* BEGIN SUPPLIED RECORDS *
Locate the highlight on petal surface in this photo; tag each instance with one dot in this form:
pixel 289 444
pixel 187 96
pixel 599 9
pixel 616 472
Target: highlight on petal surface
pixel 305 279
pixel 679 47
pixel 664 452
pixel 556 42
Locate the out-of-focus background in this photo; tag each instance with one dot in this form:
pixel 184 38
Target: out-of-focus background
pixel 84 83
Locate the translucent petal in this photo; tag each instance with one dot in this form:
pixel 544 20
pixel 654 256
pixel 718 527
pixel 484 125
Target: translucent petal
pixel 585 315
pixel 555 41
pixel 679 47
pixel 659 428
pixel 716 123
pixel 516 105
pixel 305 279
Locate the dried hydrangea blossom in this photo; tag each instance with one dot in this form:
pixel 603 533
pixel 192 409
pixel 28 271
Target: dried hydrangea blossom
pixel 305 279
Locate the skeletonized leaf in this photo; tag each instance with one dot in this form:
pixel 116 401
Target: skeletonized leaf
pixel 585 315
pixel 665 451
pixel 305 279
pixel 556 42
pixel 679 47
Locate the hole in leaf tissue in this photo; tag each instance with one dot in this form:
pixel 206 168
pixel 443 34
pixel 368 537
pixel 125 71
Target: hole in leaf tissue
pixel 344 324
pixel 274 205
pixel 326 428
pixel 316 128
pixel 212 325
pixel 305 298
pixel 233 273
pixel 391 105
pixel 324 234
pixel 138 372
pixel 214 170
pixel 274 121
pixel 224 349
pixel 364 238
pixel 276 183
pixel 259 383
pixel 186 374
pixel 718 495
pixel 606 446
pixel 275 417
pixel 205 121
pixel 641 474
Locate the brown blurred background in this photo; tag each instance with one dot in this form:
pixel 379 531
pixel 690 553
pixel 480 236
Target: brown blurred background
* END SUPPLIED RECORDS *
## WHAT YOU WILL DO
Rewrite the part of the listing that opens with the line containing "Locate the hole" and closes with the line containing "pixel 214 170", putting "perforation in leaf tissue" wherever "hole in leaf tissue" appears and changing nothing else.

## RESULT OF THIS TASK
Locate the perforation in leaf tissue in this photo; tag each instance with one dot in this form:
pixel 206 168
pixel 443 34
pixel 368 537
pixel 125 71
Target: perforation in leaf tissue
pixel 344 324
pixel 274 205
pixel 326 428
pixel 316 128
pixel 212 325
pixel 305 298
pixel 233 273
pixel 391 105
pixel 324 234
pixel 138 372
pixel 214 170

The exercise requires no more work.